━━ 掲載本文

『インプレ!』100回記念ということで、今回はジャガーの最強モデルに乗った。ジャガーといえば、英国の歴史ある超高級メーカーだ。なかでも注目はクーペのFタイプ。美しいシルエットで、優れた走りを披露するモデルだ。昨年6月に日本導入5周年を迎えて話題を集めた。
ただ、今回紹介するFタイプは強烈なモデルだ。その名はFタイプ SVR。2016年6月に登場したSVRは、ジャガー・ランドローバーのSVO(スペシャル・ビークル・オペレーションズ)チームが開発を手がけた超高性能モデルだ。ちなみにこのSVR、ジャガー史上最もパワフルなモデルでもある。
搭載されるエンジンは5リットルの排気量を持つV型8気筒のスーパーチャージャー付きである。最高出力は575馬力で、最大トルクは71.4を発生。3.7秒で時速100キロに到達する。
見た目もかなりイカつい。美しいクーペフォルムはそのままだが、フロントバンパーは大きく口を開け、足元には20インチの極太タイヤを備え、それを組み合わせたホイールの奥には巨大なキャリパーが鎮座する。

━━━━

• 課題 1
次の(a)〜(c)がFタイプ SVRの記事の内容と合っているか、それぞれ「はい」か「いいえ」で答えてください。判断の決め手となった記事中の語句も、一字一句変えずに引用してください。
(a) SVRは2016年6月に登場した。
(b) SVRのエンジンは6気筒である。
(c) SVRは4秒で時速100キロに到達する。
• 課題 2
Fタイプ SVRの記事によると、SVRの開発を手がけたのはどのチームですか。
• 課題 3
Fタイプ SVRの記事の最後の文に続けて、その先を書き進めてください。
資料は参照しなくてかまいません。

━━ 提供資料

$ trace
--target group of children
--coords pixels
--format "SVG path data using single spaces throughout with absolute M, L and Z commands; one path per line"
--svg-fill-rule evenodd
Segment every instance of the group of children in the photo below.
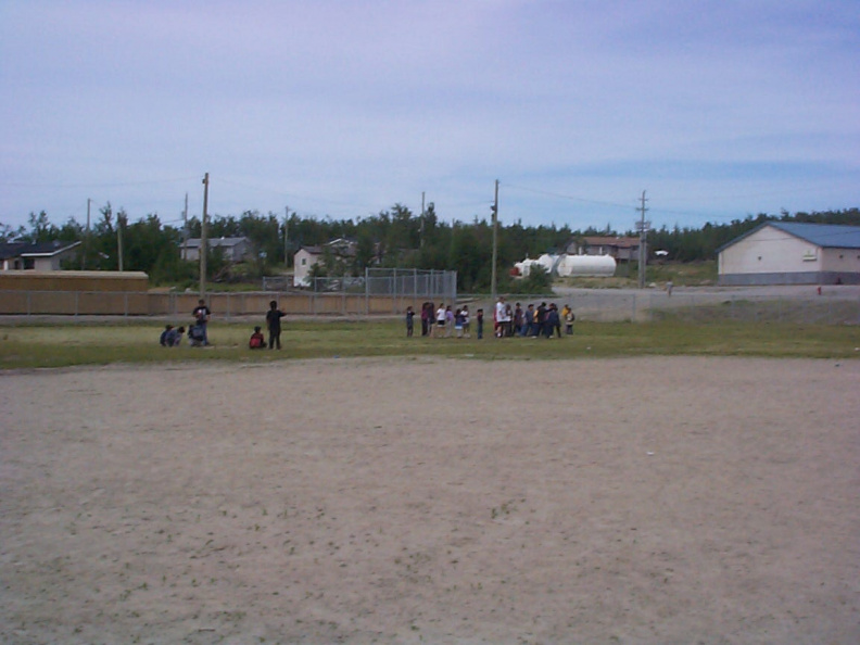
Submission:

━━━━

• 解答 1
(a) はい。「2016年6月に登場したSVR」
(b) いいえ。「V型8気筒」
(c) いいえ。「3.7秒で時速100キロに到達する」

• 解答 2
ジャガー・ランドローバーのSVO(スペシャル・ビークル・オペレーションズ)チームです。

• 解答 3
そして極めつきは、その流麗なルーフラインをブチ壊している!?と、思うほどの存在感を放つ、巨大なリアスポイラーだ。さらにリアバンパーには4本のマフラーが光る。
キルト加工が施されたレザーシートに滑り込み、エンジンスタートボタンを押す。V型8気筒エンジンが「フォン!」と覚醒する。そのボリュームはハンパなく、正直、住宅街ではホントに迷惑すぎ......な音だ。
トランスミッションはZF社製の8速ATだ。Dレンジに入れて走りだすと、その見た目とは裏腹に、予想外の乗り心地のよさであった。
足元の20インチサイズの極太タイヤは路面の荒れたところや段差ではそれなりの衝撃を伴う。しかし基本的にはフラットな乗り味で、普段使いは完全にOK!
だが、アクセルを踏み込んでみると、「ファーン!」といきなりエンジンは元気がよくなり、切れ味鋭く回転を高める。
SVRの駆動方式は4WDなので、余すことなくパワーとトルクを路面へと伝え、この獰猛(どうもう)なクーペを加速させる。まさにリアルなスポーツカーのそれであった。ポルシェ911ターボがライバルといわれているだけに、本物の速さが確かにあった。
もちろん、ハンドリングも秀逸で、決して小さくも軽くもないこのボディを気持ちよくコントロールして見事な姿勢をつくり出す。サスペンションの印象はあくまでも車体をこれでもかと路面へ押しつけるタイプではなく、ある程度クルマの動きを出してコントロールするという、実に巧みなハンドリングだ。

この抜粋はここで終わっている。